-------- Passage shown

It proved to be a race too far, the fastest man in history showing in his final individual race that he was perhaps mortal after all.

Usain Bolt had hinted he wanted to retire after the triple sprint gold medal at last summer’s Rio Olympics but, under a certain amount of pressure from his sponsors – who it has to be said have paid him admirably, he opted to run one last time.

Bolt is his own man and knew the risk he was taking. He knew that this was a championship riddled with the greatest doubt but in London, a city that for so long has been his European, summer base, he decided it was worth one more throw of the dice.

Was it? Perhaps not in terms of his position across the finishing line, his third place an unfamiliar one for a man that has dominated the sprint genre for so long, and certainly not befitting of a man with one golden spike on his foot, a purple one on the other – a nod to his favourite colour.

Inside that pair of shoes was a list of the golds he had won at Olympic and World level, the hope being that London 2017 would be etched into that in the aftermath.

But it was not to be. For so long, he has struggled with his starts – the one real frailty with his sprinting.

Gatlin is the first man over the finishing line.

And in his final 100m, when it mattered, he had the most sluggish of beginnings out of the blocks.

In the past, his previous shortcomings in that area were made up by his supreme pace in the latter part of the race, those long, rangy legs cruising past the short, sharp, punching limbs of Justin Gatlin, for so long his closest rival over the 100m in particular.

For Gatlin, it was a last chance to upstage an athlete he had looked up to for so long, and had aspired to beat for so long, the feat achieved in the final, dying split seconds of arguably both men’s careers.

There was warmth between both men at the finish, a lengthened embrace and some words from Bolt, who has always been respectful of the American despite him being painted as a pantomime villain, booed at every pronouncement of his name.

Across the line, with the gold finally sealed, the boos were as rich as ever, the crowd making it clear who their favourite was on the final act of a Saturday night in London.

Instead, chants of “Usain Bolt” echoed around the London Stadium as Gatlin collapsed to the track, weeping as he took on board the enormity of his achievement in a season where he looked more likely an also ran than the closest threat.

A legend bids farewell to the sport.

For all the gold medals at both Olympic and World level, Bolt has showed one small chink in his remarkable armoury – his abject desire to strive for legendary status.

That was long guaranteed with the golds and the world records, not even Rio last summer was required to ensure such a status.

In London, yes, it was perhaps a race too far but finally he was able to appreciate that even as he showed weakness, he was perhaps loved more than ever before.

Bolt still has a chance for that golden finale, to bow out on the anchor leg of the 4x100m relay for the Jamaican sprint team.

On this occasion, he may have looked almost ordinary, perhaps even bemused that mother time had caught up with him, the legs not able to turn over as fast as in all those races before him.

But one suspects that Bolt, the ultimate showman, the man to have carried his sport for nigh-on a decade, has one final chapter left.

Win or lose, the legendary status is guaranteed.

A final moment with the track for Bolt.

----------------

> _Direction 1_:
From the article on Usain Bolt's last 100m, copy word for word the part starting at "In London, yes, it" and ending at "final chapter left.".
> _Direction 2_:
In the article on Usain Bolt's last 100m, what colors were the two spikes he wore?

-------- Information supplied

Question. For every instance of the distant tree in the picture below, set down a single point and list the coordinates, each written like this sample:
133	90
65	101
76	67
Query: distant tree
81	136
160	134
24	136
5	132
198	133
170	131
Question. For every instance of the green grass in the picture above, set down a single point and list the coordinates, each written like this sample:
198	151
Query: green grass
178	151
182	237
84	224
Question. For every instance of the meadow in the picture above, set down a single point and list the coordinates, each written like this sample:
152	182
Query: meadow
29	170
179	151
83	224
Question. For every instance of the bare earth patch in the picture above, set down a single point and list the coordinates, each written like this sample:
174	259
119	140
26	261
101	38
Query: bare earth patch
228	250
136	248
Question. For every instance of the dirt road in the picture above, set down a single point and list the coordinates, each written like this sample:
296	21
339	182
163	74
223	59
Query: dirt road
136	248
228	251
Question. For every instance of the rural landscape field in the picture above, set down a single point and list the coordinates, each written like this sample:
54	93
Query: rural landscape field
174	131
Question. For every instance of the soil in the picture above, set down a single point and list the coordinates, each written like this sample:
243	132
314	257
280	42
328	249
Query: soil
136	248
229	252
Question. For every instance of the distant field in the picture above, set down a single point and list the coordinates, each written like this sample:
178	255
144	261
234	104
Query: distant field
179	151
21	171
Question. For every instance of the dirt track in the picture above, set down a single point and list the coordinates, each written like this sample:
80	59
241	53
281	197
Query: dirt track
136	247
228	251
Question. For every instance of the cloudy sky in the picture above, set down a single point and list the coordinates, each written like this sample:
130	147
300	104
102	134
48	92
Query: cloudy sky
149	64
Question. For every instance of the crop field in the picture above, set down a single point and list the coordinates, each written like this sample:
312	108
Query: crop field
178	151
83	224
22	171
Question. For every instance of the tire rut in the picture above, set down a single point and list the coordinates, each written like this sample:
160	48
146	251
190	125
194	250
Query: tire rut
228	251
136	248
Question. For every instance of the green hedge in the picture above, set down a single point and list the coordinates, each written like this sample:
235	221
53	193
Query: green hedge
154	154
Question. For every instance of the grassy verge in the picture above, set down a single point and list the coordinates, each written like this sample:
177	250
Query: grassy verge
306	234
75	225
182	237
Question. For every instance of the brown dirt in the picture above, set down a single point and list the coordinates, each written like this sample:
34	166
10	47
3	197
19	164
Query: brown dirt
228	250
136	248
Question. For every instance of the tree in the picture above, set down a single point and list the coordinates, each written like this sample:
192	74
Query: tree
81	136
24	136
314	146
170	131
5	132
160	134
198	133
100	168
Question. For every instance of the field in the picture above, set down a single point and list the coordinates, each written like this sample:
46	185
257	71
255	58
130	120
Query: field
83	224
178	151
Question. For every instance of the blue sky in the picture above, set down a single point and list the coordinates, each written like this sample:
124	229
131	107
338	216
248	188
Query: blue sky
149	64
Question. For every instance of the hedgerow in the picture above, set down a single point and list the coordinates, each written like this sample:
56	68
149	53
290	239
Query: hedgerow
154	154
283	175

----------------

> _Task solution 1_:
In London, yes, it was perhaps a race too far but finally he was able to appreciate that even as he showed weakness, he was perhaps loved more than ever before.

Bolt still has a chance for that golden finale, to bow out on the anchor leg of the 4x100m relay for the Jamaican sprint team.

On this occasion, he may have looked almost ordinary, perhaps even bemused that mother time had caught up with him, the legs not able to turn over as fast as in all those races before him.

But one suspects that Bolt, the ultimate showman, the man to have carried his sport for nigh-on a decade, has one final chapter left.

> _Task solution 2_:
One spike was gold and the other was purple.